* _GIVEN TEXT_:
____
The reaction was instantaneous. Liberal-minded people criticized the logo, the column’s name, its very existence. Conservatives didn’t like how I called white people gabachos, a derogatory term a tad softer than “nigger.” Latino activists called the paper demanding my resignation and threatening to boycott (those yaktivists and their boycott!). But more people of all races thought ¡Ask a Mexican! was brilliant. And, more surprisingly, the questions poured in.
¡Ask a Mexican! has run every week since, expanding the column to two questions per week in May 2005. Soon after, I began appearing on Los Angeles-based 790 KABC-AM’s The Al Rantel Show to answer questions live on radio. More questions came in. Still, I thought the column was just a silly little thing until the Los Angeles Times called toward the end of 2005 and asked if they could do a story on me. It eventually turned into a Column One, the Times’ famed section for literary journalism. And that’s when it all changed.
AMAZON RANKING NO. 46,238
I’m back at the Santa Ana Barnes & Noble. I can’t resist. A sales clerk told my sister the store ordered 20 copies of ¡Ask a Mexican! There were 18 the Friday I visited, two of them bought by my sister. I wait around. Again, no one even looks toward my book, let alone flips through it. I finally walk to the stack of books and count 14. Good.
AMAZON RANKING NO. 10,327
I’d like to think my column spread across the country on its own. But I’m realistic: It took the Times to make me acceptable to America. The profile (written by my LA Weekly hermano Daniel Hernandez) became an Internet sensation. It was the most-viewed and most e-mailed story on the Times Web site for days. I started receiving e-mail from across the country—almost all of it positive. Radio and television shows wanted to book me. Agents called like the sharks they are—dozens of them, film and literary. One man kept calling me, convinced he could make me into the next Cantinflas. The Times invited me to submit editorials for them, a gig that eventually became a contributing-editor role. And then came the talk shows: Nightline, Today, The Colbert Report and so many others that I’ve lost track. Shortly thereafter, newspapers began picking up the column—it now runs in 23 weeklies, with a combined circulation of 1.35 million. (Sacramento will be numero 24!) The reaction in each market has been just like that in Orange County—outrage, followed by condemnation, followed by acceptance and concluding with popularity.
____
* _SOURCE DATA_:

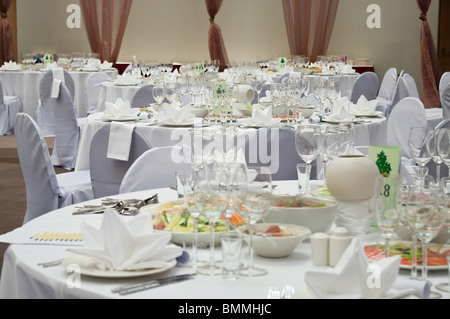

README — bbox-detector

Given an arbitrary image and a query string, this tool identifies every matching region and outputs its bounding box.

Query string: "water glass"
____
* _TASK OBJECTIVE_:
Answer these from the column excerpt:
1. In what month and year did the column expand to two questions per week?
2. According to the sales clerk, how many copies of the book did the Santa Ana Barnes & Noble order?
3. How many weeklies now run the column?

* _RESULT FOR THIS TASK_:
1. May 2005
2. 20 copies
3. 23 weeklies